## Task to carry out
Copy the records below word for word, starting with the line that contains "I need to find the shed" and going on through the end of the records.
--- START Supplied data ---
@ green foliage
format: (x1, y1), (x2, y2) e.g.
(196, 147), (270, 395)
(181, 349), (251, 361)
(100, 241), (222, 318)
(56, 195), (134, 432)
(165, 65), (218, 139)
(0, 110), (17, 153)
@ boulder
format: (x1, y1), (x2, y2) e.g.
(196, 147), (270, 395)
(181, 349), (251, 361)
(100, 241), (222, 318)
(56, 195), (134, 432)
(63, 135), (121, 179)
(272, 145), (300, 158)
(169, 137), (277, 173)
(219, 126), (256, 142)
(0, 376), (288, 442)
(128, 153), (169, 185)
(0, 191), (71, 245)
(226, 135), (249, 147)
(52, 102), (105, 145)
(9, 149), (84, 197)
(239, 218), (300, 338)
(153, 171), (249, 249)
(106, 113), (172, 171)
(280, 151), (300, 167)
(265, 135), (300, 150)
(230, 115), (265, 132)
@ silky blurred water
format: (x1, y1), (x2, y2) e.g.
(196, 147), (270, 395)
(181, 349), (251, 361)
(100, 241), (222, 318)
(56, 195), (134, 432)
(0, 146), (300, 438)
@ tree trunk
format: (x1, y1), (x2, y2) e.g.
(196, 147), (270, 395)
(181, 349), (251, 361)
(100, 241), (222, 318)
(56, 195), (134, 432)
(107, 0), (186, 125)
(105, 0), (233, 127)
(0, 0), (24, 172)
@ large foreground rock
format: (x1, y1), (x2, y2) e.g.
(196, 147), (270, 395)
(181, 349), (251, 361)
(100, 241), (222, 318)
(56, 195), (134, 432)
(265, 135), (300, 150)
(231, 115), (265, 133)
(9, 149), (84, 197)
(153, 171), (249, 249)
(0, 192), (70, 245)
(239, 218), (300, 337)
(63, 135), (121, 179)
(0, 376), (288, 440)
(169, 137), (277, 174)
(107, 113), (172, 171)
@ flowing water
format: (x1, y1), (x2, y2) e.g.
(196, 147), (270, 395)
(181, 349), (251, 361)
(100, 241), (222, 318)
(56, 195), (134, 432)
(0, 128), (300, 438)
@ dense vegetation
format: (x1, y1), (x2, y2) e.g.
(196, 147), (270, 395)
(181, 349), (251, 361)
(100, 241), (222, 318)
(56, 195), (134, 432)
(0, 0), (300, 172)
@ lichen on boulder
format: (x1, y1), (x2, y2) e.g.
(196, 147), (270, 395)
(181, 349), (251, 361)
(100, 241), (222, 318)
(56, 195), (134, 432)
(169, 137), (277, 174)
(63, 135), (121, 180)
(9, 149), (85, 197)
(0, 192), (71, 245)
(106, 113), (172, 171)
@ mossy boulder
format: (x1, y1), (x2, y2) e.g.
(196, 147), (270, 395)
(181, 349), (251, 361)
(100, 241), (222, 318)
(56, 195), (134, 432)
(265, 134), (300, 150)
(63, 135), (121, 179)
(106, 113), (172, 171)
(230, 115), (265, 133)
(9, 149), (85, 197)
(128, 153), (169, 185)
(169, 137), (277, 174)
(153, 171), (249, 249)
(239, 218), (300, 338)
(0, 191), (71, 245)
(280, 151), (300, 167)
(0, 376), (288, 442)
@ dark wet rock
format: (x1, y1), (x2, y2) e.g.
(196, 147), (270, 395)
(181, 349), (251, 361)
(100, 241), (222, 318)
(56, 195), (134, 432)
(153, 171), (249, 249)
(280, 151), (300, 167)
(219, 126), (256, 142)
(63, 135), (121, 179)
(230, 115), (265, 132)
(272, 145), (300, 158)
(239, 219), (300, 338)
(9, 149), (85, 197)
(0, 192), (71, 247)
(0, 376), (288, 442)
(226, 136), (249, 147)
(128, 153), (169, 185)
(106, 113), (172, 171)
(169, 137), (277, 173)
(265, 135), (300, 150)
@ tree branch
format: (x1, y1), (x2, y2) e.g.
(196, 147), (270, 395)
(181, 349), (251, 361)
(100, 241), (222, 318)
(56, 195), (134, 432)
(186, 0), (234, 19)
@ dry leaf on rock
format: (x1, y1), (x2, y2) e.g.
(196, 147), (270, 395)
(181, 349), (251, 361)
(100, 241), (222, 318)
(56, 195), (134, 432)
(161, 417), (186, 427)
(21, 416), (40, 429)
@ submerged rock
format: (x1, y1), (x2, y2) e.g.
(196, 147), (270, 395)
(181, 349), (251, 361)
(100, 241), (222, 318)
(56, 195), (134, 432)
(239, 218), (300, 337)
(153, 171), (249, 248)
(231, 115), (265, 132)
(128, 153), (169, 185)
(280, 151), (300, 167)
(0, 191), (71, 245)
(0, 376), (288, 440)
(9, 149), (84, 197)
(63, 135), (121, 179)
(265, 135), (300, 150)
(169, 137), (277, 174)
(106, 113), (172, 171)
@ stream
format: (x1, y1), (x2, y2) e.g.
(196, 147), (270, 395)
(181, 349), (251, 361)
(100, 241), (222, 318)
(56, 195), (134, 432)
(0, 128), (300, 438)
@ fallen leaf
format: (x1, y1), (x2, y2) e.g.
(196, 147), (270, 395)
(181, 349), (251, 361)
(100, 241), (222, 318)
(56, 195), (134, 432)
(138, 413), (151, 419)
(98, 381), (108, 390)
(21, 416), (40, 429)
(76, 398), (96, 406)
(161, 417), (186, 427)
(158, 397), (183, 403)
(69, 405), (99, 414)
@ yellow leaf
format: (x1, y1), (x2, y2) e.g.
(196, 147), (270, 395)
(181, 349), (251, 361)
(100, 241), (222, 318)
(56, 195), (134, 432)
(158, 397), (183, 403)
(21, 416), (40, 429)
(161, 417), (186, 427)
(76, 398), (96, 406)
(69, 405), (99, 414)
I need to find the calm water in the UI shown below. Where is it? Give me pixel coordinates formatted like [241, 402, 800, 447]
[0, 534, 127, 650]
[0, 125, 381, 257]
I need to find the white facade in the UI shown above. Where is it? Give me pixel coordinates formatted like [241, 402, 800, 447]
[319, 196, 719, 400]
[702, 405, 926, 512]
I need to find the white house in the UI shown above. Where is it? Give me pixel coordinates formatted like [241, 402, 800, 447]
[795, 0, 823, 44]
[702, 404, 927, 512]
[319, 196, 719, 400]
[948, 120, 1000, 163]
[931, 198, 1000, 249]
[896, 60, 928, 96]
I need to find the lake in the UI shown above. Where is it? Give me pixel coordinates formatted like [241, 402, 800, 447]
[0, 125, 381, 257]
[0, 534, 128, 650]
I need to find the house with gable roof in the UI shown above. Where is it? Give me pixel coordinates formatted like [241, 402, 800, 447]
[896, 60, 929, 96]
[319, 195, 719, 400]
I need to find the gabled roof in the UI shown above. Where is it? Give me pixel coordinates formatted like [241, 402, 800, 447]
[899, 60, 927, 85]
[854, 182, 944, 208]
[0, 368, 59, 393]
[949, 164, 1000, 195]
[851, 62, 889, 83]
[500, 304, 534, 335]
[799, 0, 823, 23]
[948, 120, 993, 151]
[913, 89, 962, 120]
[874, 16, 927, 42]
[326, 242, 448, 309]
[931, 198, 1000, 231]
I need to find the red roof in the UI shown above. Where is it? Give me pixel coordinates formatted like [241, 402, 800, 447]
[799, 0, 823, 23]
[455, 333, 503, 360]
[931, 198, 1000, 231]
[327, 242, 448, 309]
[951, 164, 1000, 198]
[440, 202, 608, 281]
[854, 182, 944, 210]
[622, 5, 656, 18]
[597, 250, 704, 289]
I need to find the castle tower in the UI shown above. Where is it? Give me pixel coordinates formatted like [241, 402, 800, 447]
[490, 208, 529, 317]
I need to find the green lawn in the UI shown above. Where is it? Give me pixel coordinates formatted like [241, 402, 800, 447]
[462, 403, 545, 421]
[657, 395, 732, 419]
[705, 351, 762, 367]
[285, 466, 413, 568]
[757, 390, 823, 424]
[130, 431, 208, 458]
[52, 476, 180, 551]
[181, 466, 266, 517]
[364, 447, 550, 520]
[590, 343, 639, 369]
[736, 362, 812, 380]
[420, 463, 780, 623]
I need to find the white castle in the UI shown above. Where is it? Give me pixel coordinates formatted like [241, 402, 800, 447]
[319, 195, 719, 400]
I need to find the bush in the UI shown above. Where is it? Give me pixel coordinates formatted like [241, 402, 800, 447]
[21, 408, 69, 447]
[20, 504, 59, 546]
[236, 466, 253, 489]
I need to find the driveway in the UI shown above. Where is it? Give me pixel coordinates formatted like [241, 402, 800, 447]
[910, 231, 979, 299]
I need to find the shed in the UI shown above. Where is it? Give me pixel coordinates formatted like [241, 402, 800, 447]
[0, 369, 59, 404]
--- END Supplied data ---
## Result of the task
I need to find the shed in the UI shown above. Where is it? Give me pixel coordinates formatted like [241, 402, 800, 447]
[0, 369, 59, 404]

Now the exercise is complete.